* **Instructions to follow**:
In the passage about Ethan Frome, what did the writer always contend art means when reviewing computer games?

* **Passage shown**:
━━━━
What makes a novel, “literature?” Is it the intricate precision of the prose interwoven with delicate artistic touches? If so, Ethan Frome doesn’t meet the criterion. Rather than clever metaphors and similes that sing from the page, there is a plodding, methodical stacking of word upon word that rivals the quiet, mysterious nature of the protagonist himself. Perhaps, the art is in making the rhythm of the story match the theme and characters. If so, Ethan Frome very clearly meets the criterion.

Does the cosmic significance of the plot or message transform a mere novel into “literature?” Again, Ethan Frome would fail the test. But if the criterion is that “literature” reveals something powerful about our human condition and causes us to both empathize with others (in this case, the characters) and re-evaluate our own attitudes and situations, the novel succeeds extremely well. When reviewing computer games, I always contended that art means something that changes our perspective and affects us as individuals (for good or bad). In that sense, Ethan Frome could also be classified as “art,” as well as “literature.”

What is it about this relatively short book that placed it on so many required reading lists? Personally, I think it is the expression of that universal human experience of encountering hope after trying to live through a bad personal decision (uninformed career choice, bad marriage, poor investment, misplaced trust in another person or an authority, etc.), only to have that hope shattered. This story is about reaching for that hope, having that hope stolen, experiencing the despair of loss of hope, attempting to counteract that despair, and living with the consequences.
━━━━
* **Raw records**:
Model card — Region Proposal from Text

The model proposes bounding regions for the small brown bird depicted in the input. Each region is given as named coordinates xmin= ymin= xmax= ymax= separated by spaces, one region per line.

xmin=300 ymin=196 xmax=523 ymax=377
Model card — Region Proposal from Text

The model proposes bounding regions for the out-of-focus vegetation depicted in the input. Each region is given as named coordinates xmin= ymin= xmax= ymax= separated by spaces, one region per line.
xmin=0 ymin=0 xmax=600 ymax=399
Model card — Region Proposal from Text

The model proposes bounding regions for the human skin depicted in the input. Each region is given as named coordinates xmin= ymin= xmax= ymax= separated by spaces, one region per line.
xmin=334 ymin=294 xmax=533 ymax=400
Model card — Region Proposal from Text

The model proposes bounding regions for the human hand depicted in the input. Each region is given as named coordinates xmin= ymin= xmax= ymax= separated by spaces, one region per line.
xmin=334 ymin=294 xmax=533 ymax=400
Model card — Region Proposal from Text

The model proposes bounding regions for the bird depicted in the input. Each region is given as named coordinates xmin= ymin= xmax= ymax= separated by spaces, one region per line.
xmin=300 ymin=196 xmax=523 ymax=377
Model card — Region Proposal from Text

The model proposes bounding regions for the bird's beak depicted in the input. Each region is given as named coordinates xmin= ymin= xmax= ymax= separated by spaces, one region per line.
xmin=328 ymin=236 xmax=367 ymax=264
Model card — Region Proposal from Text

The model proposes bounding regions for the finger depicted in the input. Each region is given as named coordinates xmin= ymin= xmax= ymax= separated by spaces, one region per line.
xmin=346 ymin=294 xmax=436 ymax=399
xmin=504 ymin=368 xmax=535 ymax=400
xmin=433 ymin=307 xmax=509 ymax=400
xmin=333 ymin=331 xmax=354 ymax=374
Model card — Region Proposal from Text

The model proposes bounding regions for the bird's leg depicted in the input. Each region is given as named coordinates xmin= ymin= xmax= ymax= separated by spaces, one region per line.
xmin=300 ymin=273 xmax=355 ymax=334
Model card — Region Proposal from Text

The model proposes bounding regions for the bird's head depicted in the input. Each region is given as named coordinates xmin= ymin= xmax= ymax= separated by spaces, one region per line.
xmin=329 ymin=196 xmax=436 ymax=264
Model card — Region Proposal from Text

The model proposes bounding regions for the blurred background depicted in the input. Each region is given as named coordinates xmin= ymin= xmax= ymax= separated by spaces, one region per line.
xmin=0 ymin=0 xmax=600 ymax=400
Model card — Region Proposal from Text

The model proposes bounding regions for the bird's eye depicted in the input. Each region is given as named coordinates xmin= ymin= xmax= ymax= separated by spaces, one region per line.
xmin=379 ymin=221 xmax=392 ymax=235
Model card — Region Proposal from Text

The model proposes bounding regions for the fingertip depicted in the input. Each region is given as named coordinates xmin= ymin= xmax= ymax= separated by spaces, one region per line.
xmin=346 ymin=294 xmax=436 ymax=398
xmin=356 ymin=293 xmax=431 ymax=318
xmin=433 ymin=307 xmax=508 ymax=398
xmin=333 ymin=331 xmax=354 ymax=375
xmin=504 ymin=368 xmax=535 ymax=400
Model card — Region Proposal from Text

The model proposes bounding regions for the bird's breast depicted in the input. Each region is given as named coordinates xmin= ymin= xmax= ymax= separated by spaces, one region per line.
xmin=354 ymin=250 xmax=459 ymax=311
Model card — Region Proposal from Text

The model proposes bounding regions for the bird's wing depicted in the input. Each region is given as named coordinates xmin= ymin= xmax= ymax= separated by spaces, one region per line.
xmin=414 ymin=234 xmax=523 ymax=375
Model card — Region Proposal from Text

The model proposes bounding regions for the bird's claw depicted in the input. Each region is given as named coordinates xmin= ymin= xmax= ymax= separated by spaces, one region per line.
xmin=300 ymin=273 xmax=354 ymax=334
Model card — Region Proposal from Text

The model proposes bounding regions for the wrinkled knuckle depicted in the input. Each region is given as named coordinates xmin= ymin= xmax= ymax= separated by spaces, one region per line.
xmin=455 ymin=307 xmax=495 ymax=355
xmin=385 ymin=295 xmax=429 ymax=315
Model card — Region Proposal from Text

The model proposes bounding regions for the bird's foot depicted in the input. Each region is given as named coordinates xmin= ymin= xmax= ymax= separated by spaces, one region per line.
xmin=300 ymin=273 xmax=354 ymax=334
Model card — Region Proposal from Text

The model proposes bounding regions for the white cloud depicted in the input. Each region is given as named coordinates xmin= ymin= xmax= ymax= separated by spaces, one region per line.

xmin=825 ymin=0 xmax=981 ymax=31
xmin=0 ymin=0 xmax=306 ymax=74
━━━━
* **The solution**:
Art means something that changes our perspective and affects us as individuals, for good or bad.